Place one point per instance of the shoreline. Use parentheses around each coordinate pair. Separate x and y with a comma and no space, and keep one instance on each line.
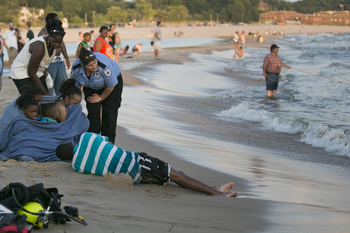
(72,34)
(172,208)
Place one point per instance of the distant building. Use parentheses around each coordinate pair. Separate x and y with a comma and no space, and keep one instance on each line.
(293,17)
(328,17)
(26,15)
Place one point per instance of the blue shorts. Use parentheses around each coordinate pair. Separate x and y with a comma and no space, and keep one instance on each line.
(270,85)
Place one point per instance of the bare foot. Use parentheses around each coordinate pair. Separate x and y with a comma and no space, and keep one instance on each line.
(225,187)
(230,194)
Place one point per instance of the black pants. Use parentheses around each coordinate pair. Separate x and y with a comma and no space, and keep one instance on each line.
(110,107)
(21,82)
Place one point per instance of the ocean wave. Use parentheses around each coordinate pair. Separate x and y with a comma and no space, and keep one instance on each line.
(318,135)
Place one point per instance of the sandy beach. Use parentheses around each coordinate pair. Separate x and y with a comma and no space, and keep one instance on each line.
(72,34)
(113,204)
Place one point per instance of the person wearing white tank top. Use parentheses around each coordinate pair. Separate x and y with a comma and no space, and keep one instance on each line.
(30,65)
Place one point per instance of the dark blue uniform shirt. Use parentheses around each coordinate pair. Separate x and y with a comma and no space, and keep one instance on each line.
(106,75)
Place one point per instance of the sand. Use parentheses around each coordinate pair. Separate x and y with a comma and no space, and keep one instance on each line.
(72,34)
(113,204)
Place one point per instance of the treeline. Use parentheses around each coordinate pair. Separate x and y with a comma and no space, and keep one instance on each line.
(100,11)
(309,6)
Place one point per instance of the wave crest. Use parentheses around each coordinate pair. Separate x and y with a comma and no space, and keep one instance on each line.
(318,135)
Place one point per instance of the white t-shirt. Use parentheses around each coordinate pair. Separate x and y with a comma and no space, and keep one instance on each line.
(159,34)
(11,39)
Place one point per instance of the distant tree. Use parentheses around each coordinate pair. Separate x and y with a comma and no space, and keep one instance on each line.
(223,16)
(100,19)
(177,13)
(116,14)
(161,15)
(76,19)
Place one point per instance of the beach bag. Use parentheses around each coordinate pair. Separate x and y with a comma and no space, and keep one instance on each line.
(12,222)
(24,194)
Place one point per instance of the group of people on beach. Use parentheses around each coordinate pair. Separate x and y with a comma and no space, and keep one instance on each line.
(98,76)
(236,38)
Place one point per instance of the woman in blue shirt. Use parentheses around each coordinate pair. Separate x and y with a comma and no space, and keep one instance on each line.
(102,84)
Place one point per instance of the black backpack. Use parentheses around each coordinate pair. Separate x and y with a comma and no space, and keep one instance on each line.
(25,194)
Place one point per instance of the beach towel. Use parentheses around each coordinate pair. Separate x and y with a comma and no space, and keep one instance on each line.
(12,110)
(24,138)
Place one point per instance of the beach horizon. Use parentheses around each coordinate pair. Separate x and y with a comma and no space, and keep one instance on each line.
(115,205)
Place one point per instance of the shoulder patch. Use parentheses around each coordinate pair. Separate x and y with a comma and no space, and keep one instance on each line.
(100,64)
(107,72)
(76,66)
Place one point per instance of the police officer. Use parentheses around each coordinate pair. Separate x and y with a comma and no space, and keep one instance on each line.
(102,84)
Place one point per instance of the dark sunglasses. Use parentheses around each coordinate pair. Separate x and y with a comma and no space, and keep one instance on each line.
(57,32)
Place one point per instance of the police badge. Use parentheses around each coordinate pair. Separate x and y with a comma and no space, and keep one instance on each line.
(107,72)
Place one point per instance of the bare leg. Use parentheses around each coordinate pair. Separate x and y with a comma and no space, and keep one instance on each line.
(190,183)
(117,52)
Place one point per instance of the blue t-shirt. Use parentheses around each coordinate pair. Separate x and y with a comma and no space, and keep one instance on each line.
(94,155)
(106,75)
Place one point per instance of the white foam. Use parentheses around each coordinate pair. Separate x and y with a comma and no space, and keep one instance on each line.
(317,135)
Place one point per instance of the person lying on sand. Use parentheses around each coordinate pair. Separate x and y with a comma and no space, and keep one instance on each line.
(49,112)
(137,50)
(95,155)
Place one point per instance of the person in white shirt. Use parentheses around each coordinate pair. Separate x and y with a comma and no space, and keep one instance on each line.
(157,39)
(235,39)
(10,41)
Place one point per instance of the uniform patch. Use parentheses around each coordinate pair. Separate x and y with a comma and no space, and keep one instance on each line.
(107,72)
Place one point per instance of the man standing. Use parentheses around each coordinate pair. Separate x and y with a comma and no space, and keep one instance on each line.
(30,33)
(57,68)
(272,69)
(157,39)
(10,41)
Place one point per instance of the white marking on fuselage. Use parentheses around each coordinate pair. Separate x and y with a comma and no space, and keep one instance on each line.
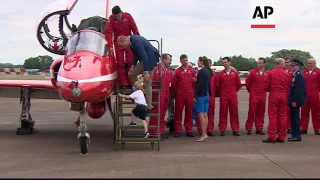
(108,77)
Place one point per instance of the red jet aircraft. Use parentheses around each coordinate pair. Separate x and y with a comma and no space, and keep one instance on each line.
(85,76)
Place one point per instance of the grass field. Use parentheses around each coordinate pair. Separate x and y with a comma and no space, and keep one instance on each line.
(40,77)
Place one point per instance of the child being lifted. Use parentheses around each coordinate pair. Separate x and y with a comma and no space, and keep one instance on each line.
(140,111)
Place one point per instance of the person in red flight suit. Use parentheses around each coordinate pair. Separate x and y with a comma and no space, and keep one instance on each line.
(287,68)
(183,84)
(166,60)
(255,84)
(228,85)
(312,77)
(211,106)
(121,23)
(277,84)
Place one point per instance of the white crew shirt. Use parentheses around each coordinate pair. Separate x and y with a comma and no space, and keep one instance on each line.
(138,97)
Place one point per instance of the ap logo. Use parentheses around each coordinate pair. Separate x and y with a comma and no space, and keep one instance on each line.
(262,14)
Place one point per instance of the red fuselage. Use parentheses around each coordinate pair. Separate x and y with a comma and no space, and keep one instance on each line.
(94,75)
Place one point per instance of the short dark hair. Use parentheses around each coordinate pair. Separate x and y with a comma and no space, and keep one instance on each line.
(263,59)
(164,56)
(116,10)
(227,58)
(183,56)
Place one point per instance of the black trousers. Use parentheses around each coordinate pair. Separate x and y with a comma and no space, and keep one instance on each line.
(295,122)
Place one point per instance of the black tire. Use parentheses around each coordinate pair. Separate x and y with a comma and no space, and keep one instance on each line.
(84,144)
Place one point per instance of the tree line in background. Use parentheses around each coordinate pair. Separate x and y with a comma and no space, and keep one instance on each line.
(31,63)
(237,61)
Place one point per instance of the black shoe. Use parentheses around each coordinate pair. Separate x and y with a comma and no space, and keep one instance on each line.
(304,132)
(133,124)
(293,139)
(189,134)
(268,141)
(260,132)
(279,141)
(236,133)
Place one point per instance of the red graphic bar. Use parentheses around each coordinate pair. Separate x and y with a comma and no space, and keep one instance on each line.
(263,26)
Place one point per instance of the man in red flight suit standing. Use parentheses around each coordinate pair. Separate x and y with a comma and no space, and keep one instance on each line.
(312,77)
(287,68)
(183,84)
(166,60)
(228,85)
(255,83)
(211,106)
(278,83)
(121,23)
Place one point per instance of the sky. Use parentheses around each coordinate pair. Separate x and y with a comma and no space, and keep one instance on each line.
(211,28)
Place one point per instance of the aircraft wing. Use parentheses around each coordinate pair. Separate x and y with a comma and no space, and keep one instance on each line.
(41,89)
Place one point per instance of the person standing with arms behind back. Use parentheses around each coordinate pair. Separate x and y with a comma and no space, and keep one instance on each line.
(287,68)
(255,84)
(148,57)
(121,23)
(312,78)
(228,84)
(296,99)
(202,94)
(182,84)
(277,84)
(165,71)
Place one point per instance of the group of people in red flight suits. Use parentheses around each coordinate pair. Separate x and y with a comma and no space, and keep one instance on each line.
(278,84)
(225,84)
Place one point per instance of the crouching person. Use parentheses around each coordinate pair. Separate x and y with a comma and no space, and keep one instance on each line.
(140,111)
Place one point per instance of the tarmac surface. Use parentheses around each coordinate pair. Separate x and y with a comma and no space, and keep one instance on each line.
(53,152)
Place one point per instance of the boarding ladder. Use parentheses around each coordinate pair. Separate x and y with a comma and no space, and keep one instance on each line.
(125,134)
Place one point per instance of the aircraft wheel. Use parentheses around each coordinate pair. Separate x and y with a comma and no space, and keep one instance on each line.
(84,145)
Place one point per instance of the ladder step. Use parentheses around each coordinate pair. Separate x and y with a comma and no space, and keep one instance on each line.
(137,140)
(129,114)
(136,127)
(130,102)
(131,90)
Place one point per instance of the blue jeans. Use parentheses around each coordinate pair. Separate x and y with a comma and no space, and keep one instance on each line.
(202,104)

:::::

Assignment:
An exact copy of the lines from the one containing "Place one point per instance of the crouching" through the end of the data above is the whole answer.

Solution to this problem:
Place one point per instance of the crouching person. Use parentheses around each coordinate pair. Separate x and y with a comma and no space, and keep one instance on each line.
(140,111)
Place one point per instance of the tarmac surface. Use parentheses around each coordinate pair. Separate x and y with a comma and no space, and keep one instance on each line.
(53,152)
Place one point per instance of the boarding ladder. Use parentheses around each coordinate pair. Separate x and y with a comma and no space, and keep one instance on each line.
(125,134)
Place one point per instance of the aircraft wheel. Use parentheses around each coordinate pair. Separate x and y with a comma and no space, and keep one instance on each line.
(84,145)
Place one point per instance of the ladder step. Use parentheses around each coordinate pair. Separate x and y with a comma and no space, and keep one instance on each line.
(137,140)
(129,114)
(136,127)
(130,102)
(131,90)
Place one point per instance of the blue jeans. Use parentheses around each coordinate pair. Separate x and y with a comma and no space, and keep one instance on each line.
(202,104)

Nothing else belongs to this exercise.